Texto:
Cuando se trataba de entrar en una casa que había estado tanto tiempo deshabitada, nos asaltaba la idea de encontrar algún tesoro oculto bajo una capa de polvo y telarañas.
Quizás, en el momento de demoler las paredes, escucharíamos el sonido metálico de una caja fuerte, una olla repleta con monedas de oro o, quién sabe, una caja con munición que podría hacernos saltar por los aires al ser golpeadas por el pico.
Anécdotas como ésta ocultaban tras un manto de fina seda el rudo trabajo de peonada en las obras. A mi paso por ellas, durante el transcurso de un año entero y dos veranos más, ayudé a varios oficiales a reparar tejados y chimeneas, cocinas y baños en edificios del casco viejo de la villa. Había verdaderas ayalgas de objetos que hoy algunos tendrían, cuando menos, valor de coleccionista.
Desde una navaja barbera alemana, con las cachas nacaradas bajo las tejas de la casa de Consuelo González Romano, prima carnal de mi padre, que había contratado para restaurar al coritu Froilán García, situada en el barrio de "La Carúa" de Pancar.

Listado extraído:
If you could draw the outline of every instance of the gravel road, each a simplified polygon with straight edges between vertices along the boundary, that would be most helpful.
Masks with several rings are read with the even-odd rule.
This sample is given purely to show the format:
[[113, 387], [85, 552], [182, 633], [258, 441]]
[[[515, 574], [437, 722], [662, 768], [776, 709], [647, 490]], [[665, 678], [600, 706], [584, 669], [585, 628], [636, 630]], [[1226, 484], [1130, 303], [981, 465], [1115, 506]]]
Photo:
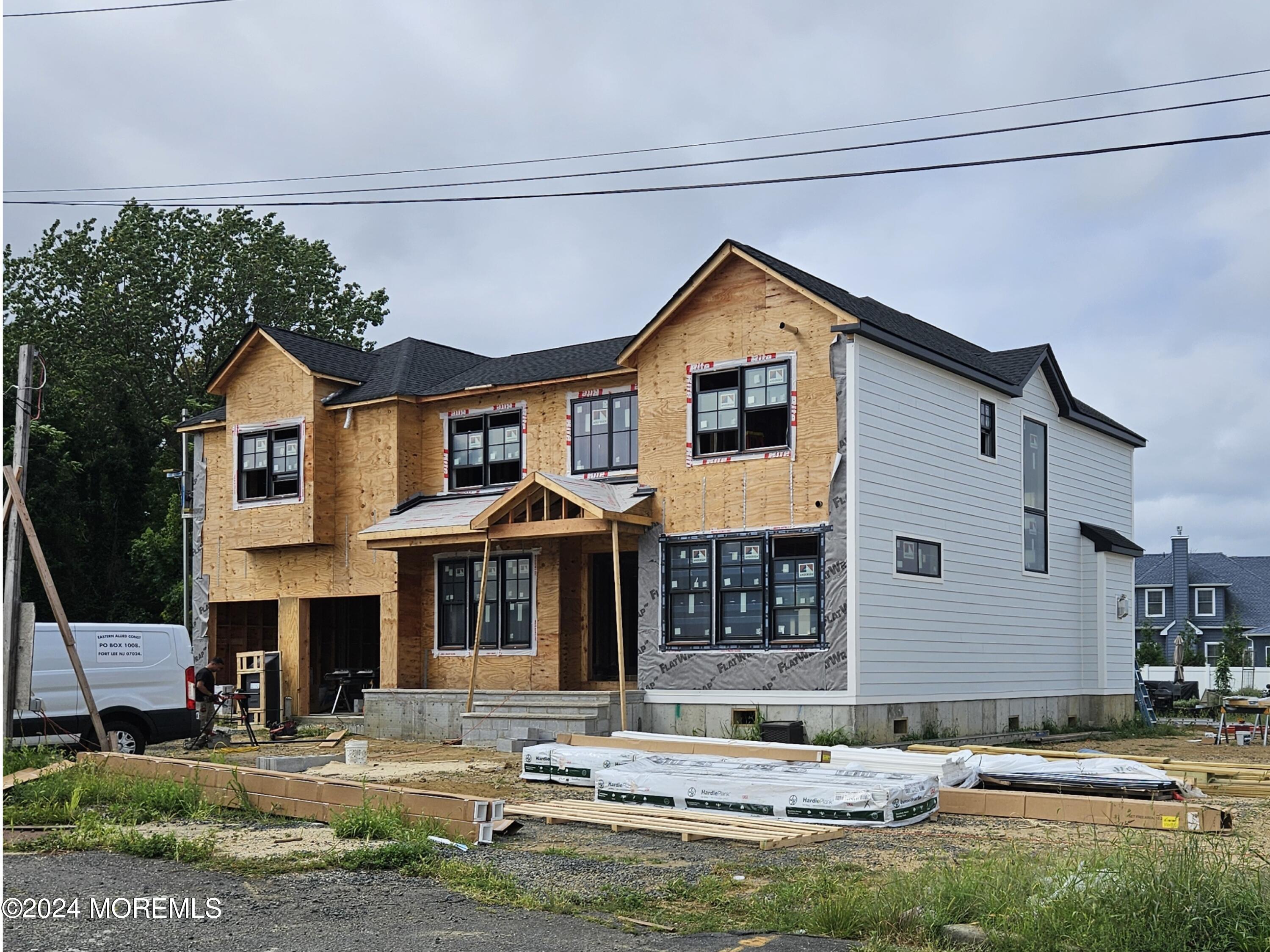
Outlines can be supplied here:
[[[215, 920], [155, 919], [136, 897], [171, 896]], [[10, 918], [14, 900], [79, 899], [79, 916]], [[94, 918], [91, 900], [98, 901]], [[9, 952], [348, 952], [437, 948], [455, 952], [836, 952], [855, 943], [806, 935], [627, 934], [583, 919], [485, 908], [396, 873], [320, 872], [244, 880], [183, 863], [107, 853], [4, 858], [4, 946]], [[103, 918], [100, 905], [112, 914]], [[124, 901], [127, 900], [127, 901]], [[163, 904], [161, 909], [170, 909]], [[117, 915], [116, 915], [117, 914]]]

Tarea:
Según el texto, ¿cuánto tiempo duró el paso por las obras?

Respuesta:
Un año entero y dos veranos más.